DIRECTIVE:
Rewrite every item below as a JSON list of strings, with one string per line and blank lines omitted. Leave out the pictures.

MATERIAL SUPPLIED:
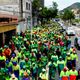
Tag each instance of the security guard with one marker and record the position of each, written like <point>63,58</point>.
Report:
<point>64,74</point>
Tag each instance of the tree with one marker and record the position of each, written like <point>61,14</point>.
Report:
<point>48,13</point>
<point>68,15</point>
<point>35,7</point>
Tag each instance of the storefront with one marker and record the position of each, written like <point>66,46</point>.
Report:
<point>8,24</point>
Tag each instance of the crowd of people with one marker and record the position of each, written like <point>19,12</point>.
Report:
<point>38,56</point>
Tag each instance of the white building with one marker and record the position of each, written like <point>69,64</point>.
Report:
<point>12,7</point>
<point>76,13</point>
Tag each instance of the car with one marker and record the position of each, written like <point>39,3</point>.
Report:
<point>70,32</point>
<point>77,43</point>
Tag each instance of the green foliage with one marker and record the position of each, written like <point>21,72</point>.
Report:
<point>68,15</point>
<point>35,7</point>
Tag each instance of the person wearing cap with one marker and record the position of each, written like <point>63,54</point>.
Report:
<point>64,74</point>
<point>61,64</point>
<point>73,73</point>
<point>13,77</point>
<point>68,61</point>
<point>74,58</point>
<point>43,75</point>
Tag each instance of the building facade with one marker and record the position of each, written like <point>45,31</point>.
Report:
<point>42,3</point>
<point>76,13</point>
<point>13,7</point>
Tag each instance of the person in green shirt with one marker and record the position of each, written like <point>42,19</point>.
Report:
<point>13,77</point>
<point>73,73</point>
<point>61,64</point>
<point>2,60</point>
<point>64,73</point>
<point>43,75</point>
<point>16,69</point>
<point>68,61</point>
<point>74,58</point>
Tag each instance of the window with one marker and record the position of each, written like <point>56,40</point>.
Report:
<point>26,5</point>
<point>29,6</point>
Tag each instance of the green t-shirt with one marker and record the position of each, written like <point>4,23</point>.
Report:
<point>3,58</point>
<point>74,56</point>
<point>73,72</point>
<point>62,74</point>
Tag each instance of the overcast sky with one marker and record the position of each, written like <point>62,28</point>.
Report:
<point>61,3</point>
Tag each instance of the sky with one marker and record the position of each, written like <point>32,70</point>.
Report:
<point>61,3</point>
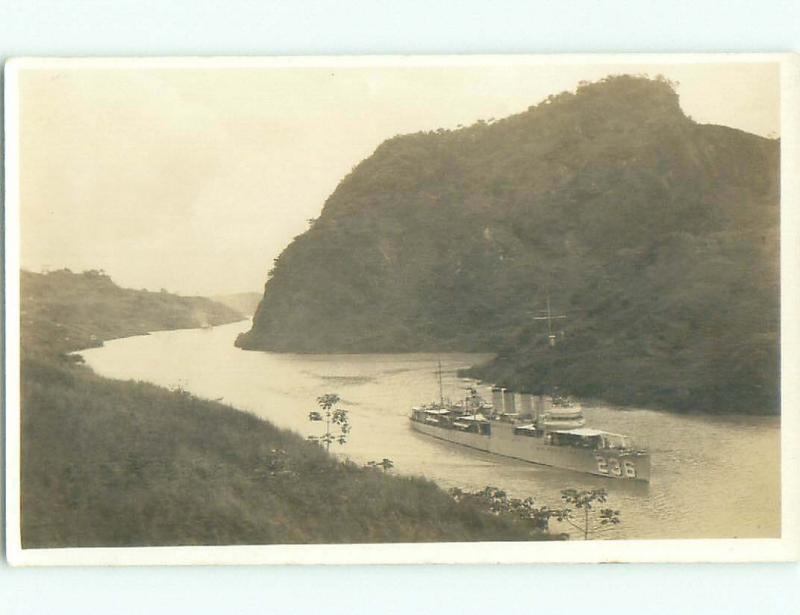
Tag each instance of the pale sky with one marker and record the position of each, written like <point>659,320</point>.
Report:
<point>194,180</point>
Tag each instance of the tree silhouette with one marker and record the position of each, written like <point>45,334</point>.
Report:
<point>586,517</point>
<point>334,417</point>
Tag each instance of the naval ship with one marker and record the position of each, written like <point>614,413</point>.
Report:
<point>546,429</point>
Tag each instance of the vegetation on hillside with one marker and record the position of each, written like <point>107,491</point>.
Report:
<point>657,236</point>
<point>111,463</point>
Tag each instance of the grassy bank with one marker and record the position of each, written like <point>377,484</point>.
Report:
<point>112,463</point>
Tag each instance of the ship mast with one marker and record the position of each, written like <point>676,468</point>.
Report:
<point>441,389</point>
<point>550,317</point>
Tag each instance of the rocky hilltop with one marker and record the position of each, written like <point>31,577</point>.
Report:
<point>655,235</point>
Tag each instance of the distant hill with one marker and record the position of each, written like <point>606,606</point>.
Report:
<point>657,236</point>
<point>244,303</point>
<point>62,311</point>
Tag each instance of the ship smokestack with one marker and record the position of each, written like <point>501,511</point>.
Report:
<point>497,400</point>
<point>509,407</point>
<point>526,404</point>
<point>538,407</point>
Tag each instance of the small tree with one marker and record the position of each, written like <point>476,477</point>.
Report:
<point>499,503</point>
<point>334,417</point>
<point>386,464</point>
<point>586,517</point>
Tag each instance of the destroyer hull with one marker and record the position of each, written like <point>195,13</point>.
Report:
<point>503,441</point>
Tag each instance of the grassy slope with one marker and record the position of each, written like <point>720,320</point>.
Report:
<point>110,463</point>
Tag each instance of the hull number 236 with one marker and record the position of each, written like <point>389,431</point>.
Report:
<point>612,466</point>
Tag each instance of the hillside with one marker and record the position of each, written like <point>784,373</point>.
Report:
<point>244,303</point>
<point>114,464</point>
<point>64,311</point>
<point>657,236</point>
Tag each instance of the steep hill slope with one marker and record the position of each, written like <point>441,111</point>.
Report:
<point>656,235</point>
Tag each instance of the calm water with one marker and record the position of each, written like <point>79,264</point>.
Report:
<point>711,476</point>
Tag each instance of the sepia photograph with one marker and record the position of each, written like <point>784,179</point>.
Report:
<point>398,309</point>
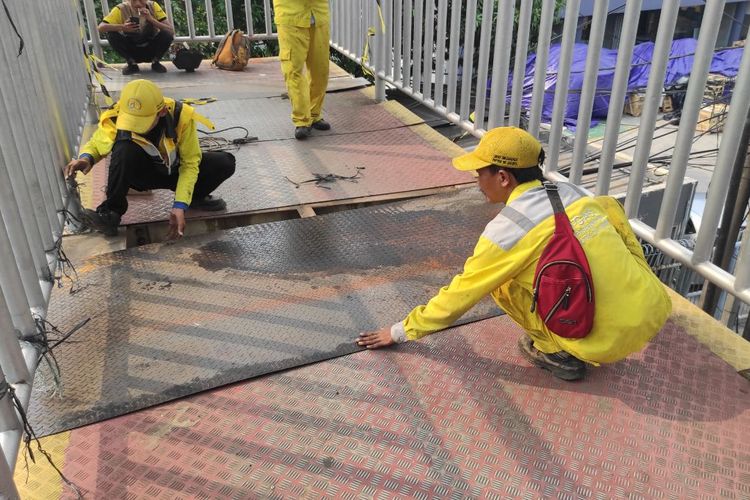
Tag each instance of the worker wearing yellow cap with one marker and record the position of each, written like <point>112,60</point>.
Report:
<point>303,27</point>
<point>631,305</point>
<point>153,142</point>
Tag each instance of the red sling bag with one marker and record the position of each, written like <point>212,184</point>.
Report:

TASK SOLUTION:
[
  "Tag each instance of the security guard with one marker and record the position of each, written like <point>63,58</point>.",
  "Report:",
  "<point>64,74</point>",
  "Tag each instance of the tree with one marker and record the position of each, written like <point>61,14</point>.",
  "Report:",
  "<point>48,13</point>",
  "<point>68,15</point>",
  "<point>35,7</point>",
  "Tag each instance of the storefront with one marker and record the position of each, written like <point>66,46</point>.",
  "Report:",
  "<point>8,24</point>",
  "Tag each instance of the crowd of people with one marker and record the position of each, written like <point>19,12</point>.",
  "Report:",
  "<point>38,56</point>",
  "Tag each instance of the white building with one marker and record the position of each, written like <point>69,64</point>.",
  "Report:",
  "<point>12,7</point>",
  "<point>76,13</point>",
  "Tag each instance of the car with one marker and record the position of each, written like <point>39,3</point>.",
  "Report:",
  "<point>70,32</point>",
  "<point>77,43</point>",
  "Tag each instance of the green foliage with one marker and record the position of each, written like <point>21,72</point>.",
  "Report:",
  "<point>68,15</point>",
  "<point>35,7</point>",
  "Tag each instance of the person wearing cap with one marker and record the position of each, written like <point>63,54</point>.",
  "Report:",
  "<point>64,74</point>",
  "<point>61,64</point>",
  "<point>73,73</point>",
  "<point>13,77</point>",
  "<point>68,61</point>",
  "<point>74,58</point>",
  "<point>43,75</point>",
  "Tag each instance of the building facade with one marker and record the position of each, written like <point>45,31</point>.",
  "Report:",
  "<point>42,3</point>",
  "<point>76,13</point>",
  "<point>13,7</point>",
  "Tag each instance of the person in green shirt with one marker and record the position of each, written like <point>42,19</point>.",
  "Report:",
  "<point>13,77</point>",
  "<point>73,73</point>",
  "<point>61,64</point>",
  "<point>2,60</point>",
  "<point>64,73</point>",
  "<point>43,75</point>",
  "<point>16,69</point>",
  "<point>68,61</point>",
  "<point>74,58</point>",
  "Tag each instance of the window with one marker and record the position of each, written like <point>56,40</point>.",
  "Report:",
  "<point>26,5</point>",
  "<point>29,6</point>",
  "Tag each instance of the green t-shirt with one marker and record the position of each, written like <point>4,23</point>.",
  "Report:",
  "<point>3,58</point>",
  "<point>74,56</point>",
  "<point>73,72</point>",
  "<point>62,74</point>",
  "Tag each instance of the overcast sky with one marker and record the position of each, written like <point>62,28</point>.",
  "Report:",
  "<point>61,3</point>",
  "Tag each instance of the sky with one marker and record the position of each, written like <point>32,70</point>.",
  "Report:",
  "<point>61,3</point>",
  "Tag each instance of the pale sky with one marker and record the position of each, written like <point>659,320</point>.",
  "Report:",
  "<point>194,180</point>",
  "Tag each instance of the tree silhouette with one marker and record the position of each, written like <point>45,334</point>.",
  "Report:",
  "<point>586,517</point>",
  "<point>334,417</point>",
  "Tag each instance of the naval ship with one marker and record the position of each, written like <point>614,413</point>.",
  "Report:",
  "<point>546,429</point>",
  "Tag each instance of the vegetation on hillside with one marker and record the position of each, written like <point>107,491</point>.",
  "Report:",
  "<point>657,236</point>",
  "<point>111,463</point>",
  "Tag each instance of the grassy bank with one marker and record the position of each, written like <point>377,484</point>.",
  "Report:",
  "<point>112,463</point>",
  "Tag each instance of the ship mast with one marker and record the position of each, written like <point>676,468</point>.",
  "Report:",
  "<point>441,389</point>",
  "<point>550,317</point>",
  "Tag each instance of the rocky hilltop with one marker and record the position of each, written like <point>31,577</point>.",
  "Report:",
  "<point>655,235</point>",
  "Tag each instance of the distant hill with one marker and record the position of each, written like <point>606,606</point>.",
  "Report:",
  "<point>657,236</point>",
  "<point>244,303</point>",
  "<point>62,311</point>",
  "Tag each instance of the ship smokestack with one marker and record the position of each, written like <point>501,511</point>.",
  "Report:",
  "<point>497,400</point>",
  "<point>509,407</point>",
  "<point>526,404</point>",
  "<point>538,407</point>",
  "Tag each instance of the small tree with one marker and record the position of each, written like <point>476,477</point>.",
  "Report:",
  "<point>499,503</point>",
  "<point>334,417</point>",
  "<point>386,464</point>",
  "<point>586,517</point>",
  "Tag each instance of the destroyer hull with one marker and record the position of each, written like <point>195,13</point>.",
  "Report:",
  "<point>503,441</point>",
  "Tag each instance of the grassy slope with one marker and record the position of each, written like <point>720,320</point>.",
  "Report:",
  "<point>110,463</point>",
  "Tag each instance of the hull number 236 with one marker and record the position of each, written like <point>389,431</point>.",
  "Report:",
  "<point>612,466</point>",
  "Tag each instance of the hillside with one marker and record the position of each, written like <point>784,373</point>.",
  "Report:",
  "<point>244,303</point>",
  "<point>114,464</point>",
  "<point>64,311</point>",
  "<point>657,236</point>",
  "Tag each instance of the steep hill slope with one marker and record the position of each, written like <point>441,111</point>.",
  "Report:",
  "<point>656,235</point>",
  "Tag each instance of the calm water with one marker and record the position of each, written like <point>79,264</point>.",
  "Report:",
  "<point>711,476</point>",
  "Tag each instance of the sepia photograph with one marker and record the position of each, written like <point>784,179</point>.",
  "Report:",
  "<point>398,309</point>",
  "Tag each instance of the worker wearing yellow cap with one marker and record the position of each, written like <point>112,60</point>.",
  "Report:",
  "<point>303,27</point>",
  "<point>631,305</point>",
  "<point>153,142</point>",
  "Tag each instance of the red sling bag with one marker and record the position of each, written like <point>212,184</point>.",
  "Report:"
]